▸ REQUIRED WORK
Look below for the line with "Exercise. Indicate with a point every instance of the green" and the line with "Target: small stick". Copy exactly those two lines and every line between, but not the pictures.

*** SUPPLIED ENTRIES Section Begins ***

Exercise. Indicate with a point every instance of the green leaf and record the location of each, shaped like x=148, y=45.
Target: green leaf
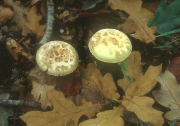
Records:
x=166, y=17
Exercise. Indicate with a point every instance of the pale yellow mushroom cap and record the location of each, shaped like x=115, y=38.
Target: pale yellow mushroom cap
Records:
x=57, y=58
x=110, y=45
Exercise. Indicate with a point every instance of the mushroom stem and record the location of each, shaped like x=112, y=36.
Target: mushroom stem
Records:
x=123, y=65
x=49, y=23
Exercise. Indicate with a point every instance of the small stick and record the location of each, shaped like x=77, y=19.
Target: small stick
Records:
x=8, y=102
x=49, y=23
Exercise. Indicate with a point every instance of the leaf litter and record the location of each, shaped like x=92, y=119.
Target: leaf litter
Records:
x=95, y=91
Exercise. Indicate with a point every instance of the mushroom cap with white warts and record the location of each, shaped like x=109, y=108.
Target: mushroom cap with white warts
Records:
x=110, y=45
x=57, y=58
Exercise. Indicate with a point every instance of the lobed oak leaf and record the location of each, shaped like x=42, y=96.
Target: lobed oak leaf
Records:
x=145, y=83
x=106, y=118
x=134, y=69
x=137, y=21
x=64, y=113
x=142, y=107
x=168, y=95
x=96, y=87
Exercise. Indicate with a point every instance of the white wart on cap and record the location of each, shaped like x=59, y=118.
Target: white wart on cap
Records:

*** SUPPLIED ENTRIES Section Ends ***
*** SUPPLIED ENTRIES Section Begins ***

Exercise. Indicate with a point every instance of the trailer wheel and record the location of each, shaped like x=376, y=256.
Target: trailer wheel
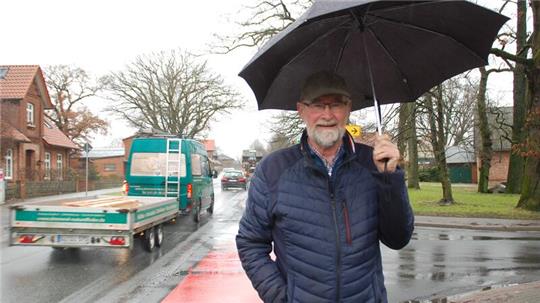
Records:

*** SUPPLIED ENTRIES Section Ends ***

▸ EXPECTED OUTPUT
Exercise. Indicate with a point every instance of the green leaf and record the location of each, shaped like x=148, y=45.
Target: green leaf
Records:
x=166, y=17
Exercise. Indicate with a point every instance of the pale yellow mushroom cap and record the location of each, shaped like x=115, y=38.
Target: pale yellow mushroom cap
Records:
x=57, y=58
x=110, y=45
Exercise. Indicate with a point every instance of the mushroom stem and record the location of each, shaped like x=112, y=36.
Target: mushroom stem
Records:
x=123, y=65
x=49, y=23
Exercise. Indicate with a point every instance of the small stick and record the location of each, shaped like x=77, y=19.
Target: small stick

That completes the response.